##### Dataset records

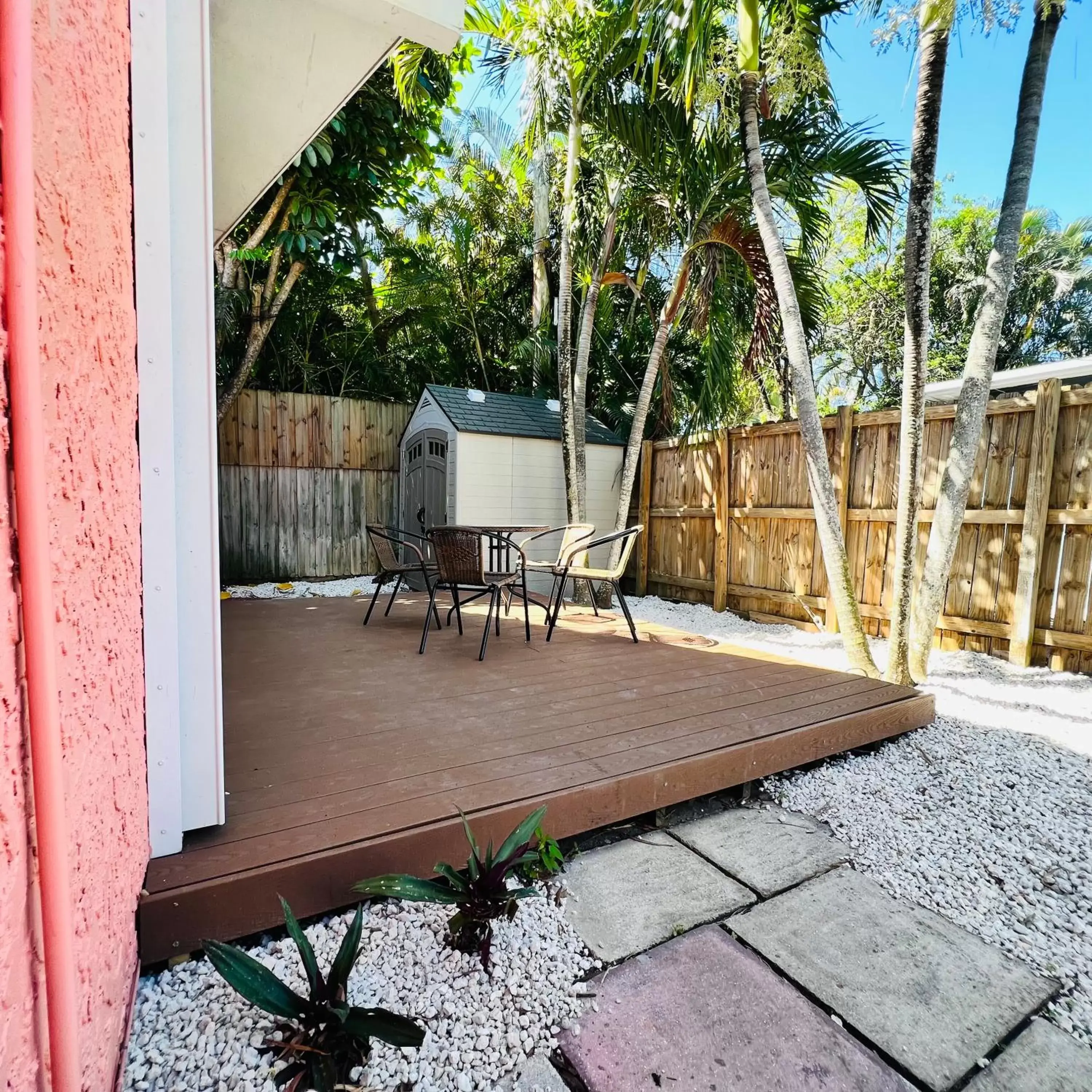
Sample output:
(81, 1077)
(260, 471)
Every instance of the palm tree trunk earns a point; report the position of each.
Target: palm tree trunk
(807, 410)
(982, 352)
(540, 206)
(565, 317)
(932, 60)
(668, 316)
(585, 352)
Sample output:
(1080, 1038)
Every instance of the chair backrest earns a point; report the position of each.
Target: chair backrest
(627, 538)
(574, 535)
(383, 542)
(459, 557)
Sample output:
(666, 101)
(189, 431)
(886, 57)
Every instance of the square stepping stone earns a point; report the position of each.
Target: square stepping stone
(703, 1014)
(640, 893)
(925, 992)
(1043, 1059)
(767, 849)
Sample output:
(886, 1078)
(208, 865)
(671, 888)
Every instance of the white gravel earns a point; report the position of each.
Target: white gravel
(984, 817)
(191, 1031)
(303, 589)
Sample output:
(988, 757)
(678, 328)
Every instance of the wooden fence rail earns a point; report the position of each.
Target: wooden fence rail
(300, 478)
(730, 521)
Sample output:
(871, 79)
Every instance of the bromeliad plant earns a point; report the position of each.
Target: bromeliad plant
(481, 896)
(324, 1038)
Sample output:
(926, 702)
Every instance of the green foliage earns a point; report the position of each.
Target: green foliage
(324, 1038)
(481, 894)
(549, 861)
(859, 345)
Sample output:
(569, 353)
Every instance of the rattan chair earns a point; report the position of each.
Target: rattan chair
(461, 565)
(612, 577)
(574, 537)
(387, 542)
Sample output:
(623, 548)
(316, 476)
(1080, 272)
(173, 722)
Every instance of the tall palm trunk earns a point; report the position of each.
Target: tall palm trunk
(540, 207)
(585, 352)
(668, 317)
(932, 59)
(565, 316)
(982, 352)
(815, 447)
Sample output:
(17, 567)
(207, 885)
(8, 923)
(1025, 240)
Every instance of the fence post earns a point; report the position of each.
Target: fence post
(843, 450)
(644, 519)
(722, 522)
(1044, 430)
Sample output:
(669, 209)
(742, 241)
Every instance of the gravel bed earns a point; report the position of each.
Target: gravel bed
(191, 1031)
(303, 589)
(984, 817)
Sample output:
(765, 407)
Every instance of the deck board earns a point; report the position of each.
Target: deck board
(347, 754)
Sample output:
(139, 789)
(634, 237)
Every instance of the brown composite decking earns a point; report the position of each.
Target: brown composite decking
(347, 754)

##########

→ Problem: Leave out the pictures and reproduce the rest of the listing exactly.

→ Final result:
Sample output:
(81, 1077)
(260, 471)
Every instance of the palm tree trunk earns a point; report the position of each.
Target: palm tree trunk
(807, 410)
(982, 352)
(540, 206)
(565, 317)
(932, 60)
(668, 316)
(585, 352)
Sample output:
(1080, 1038)
Every instance of the chair backrest earns a point; report the position of each.
Target: chair backrest
(627, 538)
(574, 535)
(383, 542)
(459, 557)
Sample output:
(666, 101)
(189, 431)
(886, 57)
Every instance of the square stepping stone earns a point; report the position of each.
Target: square stepping stone
(703, 1014)
(640, 893)
(925, 992)
(1043, 1059)
(767, 849)
Sample output:
(886, 1078)
(208, 865)
(671, 888)
Every instance of the white gravel earns a point; report the position of each.
Target: white gravel
(984, 817)
(191, 1031)
(303, 589)
Sample output:
(988, 757)
(678, 328)
Every instance of the wooden fence rail earns a point; report the position of each.
Target: wooden fence rail
(300, 478)
(730, 521)
Sample output:
(871, 79)
Every instance of the bromeliad plant earns a point; report the position of each.
Target: bromeliad plant
(481, 896)
(324, 1038)
Sample output:
(926, 702)
Every instance of the green foliage earns a point; report the position of each.
Target: green foliage
(324, 1038)
(481, 894)
(549, 861)
(859, 345)
Sample output:
(569, 353)
Every instance of the rattan chair earns a point; report the position of each.
Target: rattan chair
(461, 565)
(612, 577)
(574, 537)
(387, 542)
Sample output:
(623, 548)
(316, 476)
(1080, 272)
(173, 722)
Every instance of the tall palm trunk earns a point; report the position of each.
Target: tall palm trunk
(540, 207)
(585, 352)
(668, 317)
(932, 59)
(565, 316)
(982, 352)
(815, 447)
Sample output:
(17, 567)
(207, 885)
(8, 923)
(1025, 240)
Every instance of the fence post earns a point; report the position of each.
Target: fence post
(843, 450)
(644, 519)
(722, 522)
(1044, 430)
Sample output:
(669, 209)
(742, 241)
Every instance of the gravel bed earns a point; report the position of each.
Target: gravel bed
(191, 1031)
(303, 589)
(984, 817)
Sample output:
(765, 407)
Every instance of the deck board earns a point; report the position of each.
Target: deck board
(347, 754)
Sample output:
(139, 789)
(634, 237)
Every instance of the brown composite decking earns a point; report the position of each.
Target: brown composite decking
(347, 754)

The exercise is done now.